## What is being asked
Your copy should run exactly from the line containing "In this photo, each instance of the blurred" to the last line of the entries below, and it should include no pictures.

+ + + + + + +

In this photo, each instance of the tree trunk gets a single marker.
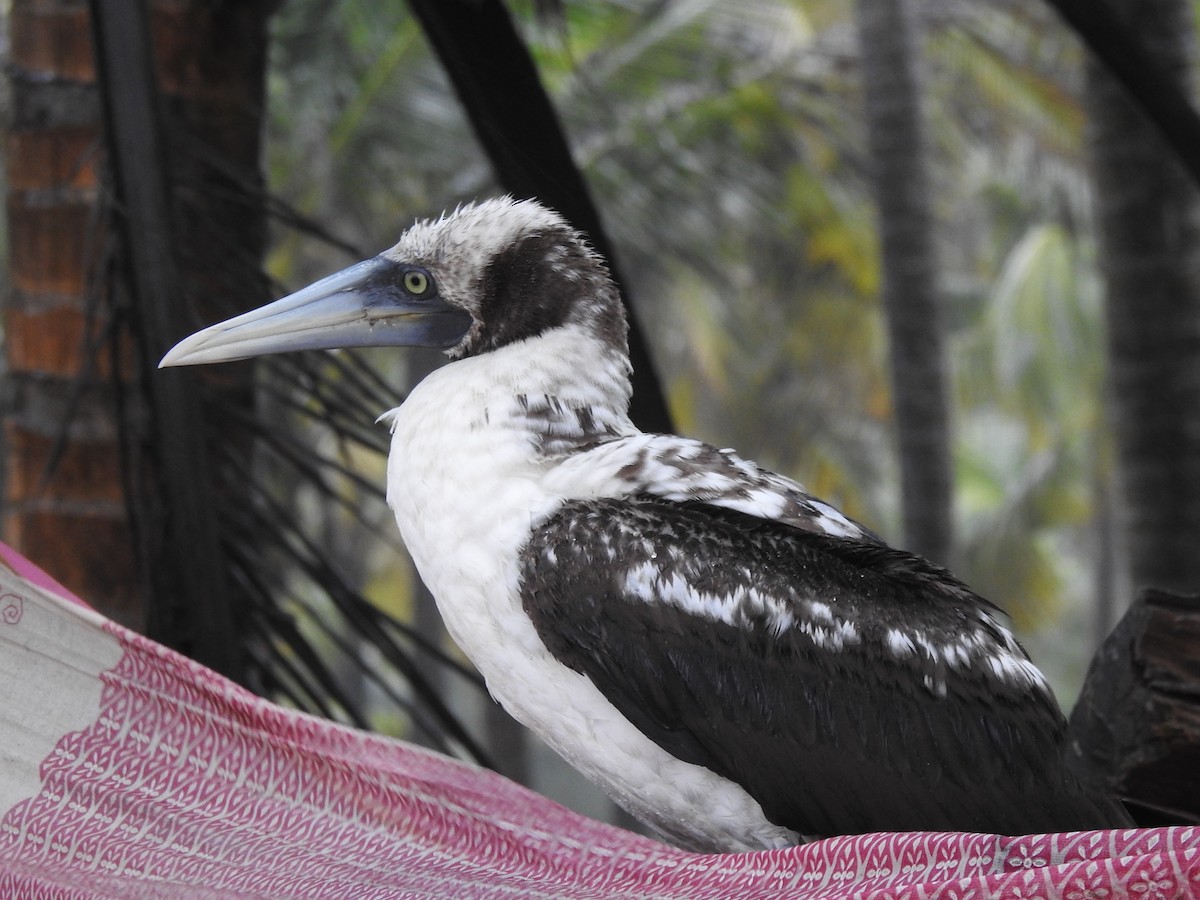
(1146, 210)
(899, 157)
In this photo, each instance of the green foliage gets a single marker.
(723, 143)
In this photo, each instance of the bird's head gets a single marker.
(487, 275)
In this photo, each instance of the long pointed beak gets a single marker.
(359, 306)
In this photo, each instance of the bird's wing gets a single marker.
(845, 685)
(685, 471)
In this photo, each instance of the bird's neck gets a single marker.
(561, 390)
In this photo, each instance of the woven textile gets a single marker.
(129, 771)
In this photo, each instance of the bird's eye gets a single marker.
(418, 282)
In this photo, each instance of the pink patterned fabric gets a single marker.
(178, 783)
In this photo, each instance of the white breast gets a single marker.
(467, 485)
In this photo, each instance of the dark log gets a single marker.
(1135, 730)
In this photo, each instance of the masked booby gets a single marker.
(738, 664)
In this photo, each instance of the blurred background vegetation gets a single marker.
(730, 151)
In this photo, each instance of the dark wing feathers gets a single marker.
(780, 677)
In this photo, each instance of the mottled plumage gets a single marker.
(733, 660)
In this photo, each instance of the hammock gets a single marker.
(129, 771)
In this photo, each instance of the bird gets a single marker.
(738, 664)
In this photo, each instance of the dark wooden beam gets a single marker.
(189, 604)
(1135, 729)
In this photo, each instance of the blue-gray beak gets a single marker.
(359, 306)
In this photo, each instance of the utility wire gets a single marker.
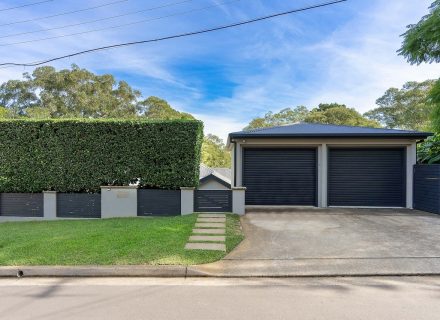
(181, 35)
(26, 5)
(63, 13)
(97, 20)
(118, 26)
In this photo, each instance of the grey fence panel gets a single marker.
(21, 204)
(79, 205)
(213, 200)
(157, 202)
(427, 187)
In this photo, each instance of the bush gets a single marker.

+ + + + + + +

## Reply to the exercise
In this photo, each instance of the blurred background vegetation gets a single marker.
(730, 151)
In this photo, each instance of the dark wing feathers gets a single marker.
(780, 677)
In this photo, each instance of the mottled plumage gets a single marker.
(733, 660)
In this photo, each instance of the hammock gets a single marker.
(129, 771)
In this photo, each instance of the bird gets a single marker.
(738, 664)
In this photo, each instance of the dark wooden beam gets a single marker.
(189, 604)
(1135, 729)
In this photo, each instance of the blue-gray beak gets a single marker.
(359, 306)
In this photo, each instance of the utility wire gets a single marker.
(181, 35)
(26, 5)
(63, 13)
(97, 20)
(118, 26)
In this photo, each instance of the grey fence panel gets a single marker.
(21, 204)
(79, 205)
(213, 200)
(157, 202)
(427, 187)
In this photo, each instance of the bush gets a single marker.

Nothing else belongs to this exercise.